§ **TASK TO CARRY OUT**: Your answer must be an exact copy of all the entries.

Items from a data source
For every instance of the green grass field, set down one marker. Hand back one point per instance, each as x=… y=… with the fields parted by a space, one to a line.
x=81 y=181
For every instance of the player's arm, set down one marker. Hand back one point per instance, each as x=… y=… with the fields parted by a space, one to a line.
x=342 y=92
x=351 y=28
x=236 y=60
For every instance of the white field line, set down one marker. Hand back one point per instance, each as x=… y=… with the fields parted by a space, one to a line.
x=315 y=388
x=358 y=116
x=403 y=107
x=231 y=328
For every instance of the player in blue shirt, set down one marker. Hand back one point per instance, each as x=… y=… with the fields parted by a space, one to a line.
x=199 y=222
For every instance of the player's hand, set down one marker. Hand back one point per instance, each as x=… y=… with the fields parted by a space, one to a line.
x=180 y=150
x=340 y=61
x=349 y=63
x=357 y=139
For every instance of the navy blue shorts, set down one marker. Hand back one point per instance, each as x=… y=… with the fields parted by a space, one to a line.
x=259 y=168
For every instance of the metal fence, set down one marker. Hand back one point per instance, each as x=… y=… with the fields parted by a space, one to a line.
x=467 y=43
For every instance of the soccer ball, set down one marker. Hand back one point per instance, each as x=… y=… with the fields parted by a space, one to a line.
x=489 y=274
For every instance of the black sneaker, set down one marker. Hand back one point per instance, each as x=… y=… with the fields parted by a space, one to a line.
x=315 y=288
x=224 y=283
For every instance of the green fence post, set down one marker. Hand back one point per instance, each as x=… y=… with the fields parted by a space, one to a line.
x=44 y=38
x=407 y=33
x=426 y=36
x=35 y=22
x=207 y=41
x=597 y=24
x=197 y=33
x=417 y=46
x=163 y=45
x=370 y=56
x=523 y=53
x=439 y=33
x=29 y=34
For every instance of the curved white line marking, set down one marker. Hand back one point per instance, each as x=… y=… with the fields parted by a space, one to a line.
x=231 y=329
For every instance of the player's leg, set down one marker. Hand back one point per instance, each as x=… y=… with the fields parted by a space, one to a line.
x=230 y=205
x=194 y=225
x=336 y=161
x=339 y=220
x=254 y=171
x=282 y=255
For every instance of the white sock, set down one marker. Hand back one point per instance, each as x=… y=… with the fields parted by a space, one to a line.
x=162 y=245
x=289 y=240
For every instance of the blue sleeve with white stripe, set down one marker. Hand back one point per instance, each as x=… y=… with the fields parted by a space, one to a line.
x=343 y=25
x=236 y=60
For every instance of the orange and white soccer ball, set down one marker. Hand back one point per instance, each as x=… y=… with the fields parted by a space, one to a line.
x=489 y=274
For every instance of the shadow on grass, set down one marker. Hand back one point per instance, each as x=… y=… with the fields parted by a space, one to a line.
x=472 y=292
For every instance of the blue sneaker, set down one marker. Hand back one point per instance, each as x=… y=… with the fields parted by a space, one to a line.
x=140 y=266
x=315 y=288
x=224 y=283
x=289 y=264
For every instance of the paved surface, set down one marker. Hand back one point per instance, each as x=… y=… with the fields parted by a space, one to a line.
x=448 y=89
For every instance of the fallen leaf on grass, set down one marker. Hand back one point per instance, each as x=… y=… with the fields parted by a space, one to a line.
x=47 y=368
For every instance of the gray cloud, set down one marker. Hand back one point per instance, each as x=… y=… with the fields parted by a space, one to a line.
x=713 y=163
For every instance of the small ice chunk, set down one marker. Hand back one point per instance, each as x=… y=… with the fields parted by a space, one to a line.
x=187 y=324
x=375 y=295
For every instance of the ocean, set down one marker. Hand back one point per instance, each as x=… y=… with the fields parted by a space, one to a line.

§ **EXERCISE SOLUTION**:
For every instance of the green grass field, set down one marker. Hand back one point per instance, each as x=… y=… with the fields parted by a space, one to a line.
x=81 y=181
For every instance of the player's arm, set down one marker. Hand back one point per instance, each as x=… y=… with the fields parted by a space, one to a line.
x=342 y=92
x=351 y=28
x=236 y=60
For every instance of the white field line, set down one marker. Hand back one point per instance, each as x=… y=… with the fields parted by a space, one to a line.
x=315 y=388
x=358 y=116
x=403 y=107
x=231 y=328
For every instance of the player in blue shirt, set down one marker. Hand back one point per instance, each as x=… y=… with the fields parted by a space, one to a line.
x=199 y=222
For every instance of the player's hand, set down one marker. Hand back one point per instance, each as x=… y=… with the fields parted by a space, one to a line.
x=180 y=150
x=340 y=61
x=349 y=63
x=357 y=139
For every instance of the navy blue shorts, set down one marker. Hand back one point per instance, each as x=… y=… with the fields parted by a space, one to a line.
x=259 y=168
For every instance of the metal fence, set down one marker. Hand back one point per instance, each as x=… y=… with the fields parted by a space, one to a line.
x=467 y=43
For every instance of the soccer ball, set down one marker. Hand back one point per instance, each as x=… y=… with the fields parted by a space, one to a line.
x=489 y=274
For every instance of the black sneaker, set down one marker. Hand back one point per instance, each as x=… y=… with the fields parted by a space, one to a line.
x=315 y=288
x=224 y=283
For every instance of the green fence post, set down one marker. Hand back one point per instance, each as x=… y=… with the fields parted by a space, one to a line.
x=44 y=38
x=407 y=33
x=426 y=36
x=35 y=22
x=207 y=41
x=597 y=24
x=197 y=33
x=417 y=46
x=163 y=45
x=370 y=56
x=523 y=53
x=439 y=33
x=29 y=34
For every instance of the curved white line marking, set down one marker. Hand back one point per instance, each as x=… y=… with the fields parted by a space, one to a line.
x=231 y=329
For every instance of the player's leg, set down one marker. Hand back one point per instance, each as x=… y=… with the fields parted by a space, one to a line.
x=230 y=205
x=194 y=225
x=336 y=161
x=339 y=220
x=254 y=171
x=282 y=255
For every instance of the white sock, set down one marker. Hand back one point per instance, each as x=… y=… with the fields parted by a space, one to a line.
x=162 y=245
x=289 y=240
For every instance of the blue sleeve with white stripe, set down one marker. Hand back one point per instance, each as x=… y=… with the fields parted by a space, one to a line.
x=343 y=25
x=236 y=60
For every instance of the orange and white soccer ball, set down one marker. Hand back one point per instance, each as x=… y=… with the fields parted by a space, one to a line.
x=489 y=274
For every instance of the shadow on grass, set down one marker. Hand back one point per instance, each as x=… y=… with the fields parted by a space, one to a line.
x=472 y=292
For every instance of the blue sneaker, set down one marker. Hand back one point per instance, each as x=… y=… with the fields parted by a space, one to a line.
x=140 y=266
x=315 y=288
x=224 y=283
x=289 y=264
For every instance of the paved surface, set down one marker. Hand back one point per instance, each as x=… y=… with the fields parted by a space, one to a line.
x=448 y=89
For every instance of the fallen leaf on grass, set down one marker. Hand back one point per instance, each as x=… y=… with the fields parted by a space, one to a line.
x=47 y=368
For every instance of the gray cloud, set down one marker. Hand back one point per instance, each as x=… y=… with the fields parted by a space, one to a line.
x=713 y=163
For every instance of the small ice chunk, set down one marker. Hand back one point per instance, each as x=… y=… with the fields parted by a space, one to a line.
x=187 y=324
x=375 y=295
For every instance of the ocean, set down one marker. Hand back one point per instance, each as x=… y=… with the fields parted by a space, one to a line.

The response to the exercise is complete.